**** EXERCISE DATA

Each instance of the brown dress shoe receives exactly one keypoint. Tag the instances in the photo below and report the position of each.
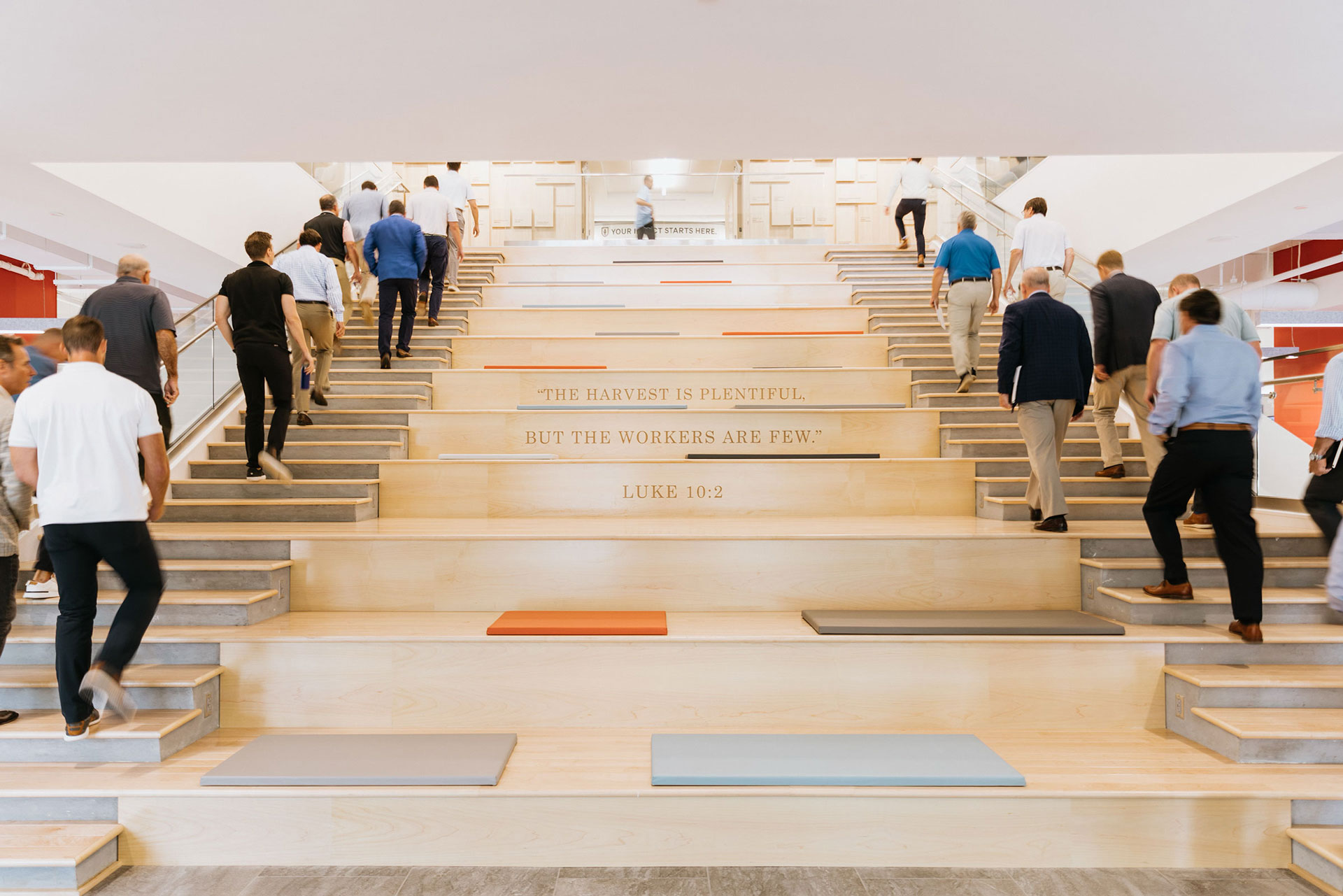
(1249, 632)
(1170, 591)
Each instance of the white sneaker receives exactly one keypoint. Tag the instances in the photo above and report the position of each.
(41, 590)
(100, 688)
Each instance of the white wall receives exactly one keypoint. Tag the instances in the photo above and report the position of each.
(1184, 213)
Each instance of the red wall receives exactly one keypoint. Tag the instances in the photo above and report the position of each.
(23, 297)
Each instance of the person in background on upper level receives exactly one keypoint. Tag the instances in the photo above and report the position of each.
(17, 504)
(363, 210)
(320, 315)
(1123, 309)
(397, 255)
(1325, 492)
(1044, 371)
(644, 227)
(436, 218)
(1233, 321)
(337, 245)
(462, 197)
(48, 354)
(1039, 242)
(1208, 406)
(912, 180)
(253, 312)
(141, 332)
(972, 264)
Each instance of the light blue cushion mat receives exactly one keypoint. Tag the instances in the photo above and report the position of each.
(851, 760)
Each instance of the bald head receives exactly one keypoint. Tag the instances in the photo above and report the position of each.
(134, 266)
(1035, 280)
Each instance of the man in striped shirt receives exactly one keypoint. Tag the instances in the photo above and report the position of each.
(321, 313)
(1326, 490)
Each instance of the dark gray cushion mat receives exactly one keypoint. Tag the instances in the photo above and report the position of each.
(853, 760)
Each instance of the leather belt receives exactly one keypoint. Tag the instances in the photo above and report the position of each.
(1218, 427)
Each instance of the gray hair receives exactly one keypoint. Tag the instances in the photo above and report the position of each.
(132, 266)
(1033, 277)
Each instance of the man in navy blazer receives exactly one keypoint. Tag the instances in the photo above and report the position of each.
(395, 253)
(1044, 370)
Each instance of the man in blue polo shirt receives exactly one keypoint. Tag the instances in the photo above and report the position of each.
(972, 264)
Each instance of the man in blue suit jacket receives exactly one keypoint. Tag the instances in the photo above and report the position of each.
(394, 250)
(1044, 370)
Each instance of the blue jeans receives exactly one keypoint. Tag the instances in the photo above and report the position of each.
(436, 268)
(387, 293)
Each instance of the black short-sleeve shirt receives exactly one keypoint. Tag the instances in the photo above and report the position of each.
(254, 301)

********

• [WRITTEN TASK]: Reproduce the full material exactly, excluding the pictures.

• [CORRECT RESULT]:
Each instance of the brown dress shoe receives exactly one keypoint. Tag the instances in the photo below and report the position of each.
(1249, 632)
(1170, 591)
Each instance of the white sneaker receives exactly one keypoint. Tag the instances in the photo above and report the position of each.
(41, 590)
(100, 688)
Each instance of the white wall receives exactly one keypoint. Tag the instances in the photo above and report the position of each.
(1184, 213)
Each instance of the red wall receives exactly one keypoint. Tag the instances in the photo above and report the position of each.
(23, 297)
Each instance of the person in background on upper level receives exactly one keypoint. Tag the instances in the photo above and report the position of each.
(17, 504)
(363, 210)
(320, 315)
(1123, 309)
(397, 255)
(1325, 492)
(1044, 371)
(644, 227)
(436, 218)
(1233, 321)
(337, 245)
(462, 197)
(48, 354)
(1039, 242)
(1208, 406)
(912, 180)
(253, 312)
(141, 332)
(972, 264)
Each instance of the light blue cushion mat receives exactly one keypoint. Tag the instances in the photo above and report the position of each.
(851, 760)
Each instance of the bald head receives exactly one keypoint. Tag the instances in the photo above and report the position of each.
(134, 266)
(1035, 280)
Each instance of the man in striped shirt receives exactly one keypoint. Tag the instances in the photo above and report the position of each.
(321, 313)
(1326, 490)
Each instance of the dark gray cushion mat receives exactly one keypoint. Tag the instances in the photo above and report the position of each.
(853, 760)
Each instance of the leather belt receives exactly one keypoint. Tag the instances in the photo above and report the position of each.
(1218, 427)
Each instance of the gray hair receives exactly one keypoint. Tag the instances in the photo above and report the position of each.
(132, 266)
(1033, 277)
Each instance of the man in navy blazer receives exactly one keypoint. Tag the instances in the photo above and report the position of each.
(395, 253)
(1044, 370)
Each instance of the man in blue polo shirt receives exactly one keypoint. Tag the instances in the photo above and report the position of each.
(972, 264)
Each instance of the man in blue suit jacket receives exactly one keypoint. Tag the instances in the photo above and report the position of each.
(394, 250)
(1044, 370)
Each instance of the blue jeans receives exactly one keypoint. Tag the instances in the photo above and report the position of each.
(436, 268)
(387, 293)
Each instance of the black short-sleeve shirt receives exactly one keypoint. Tag the instances in the photo above and report the position of each.
(254, 301)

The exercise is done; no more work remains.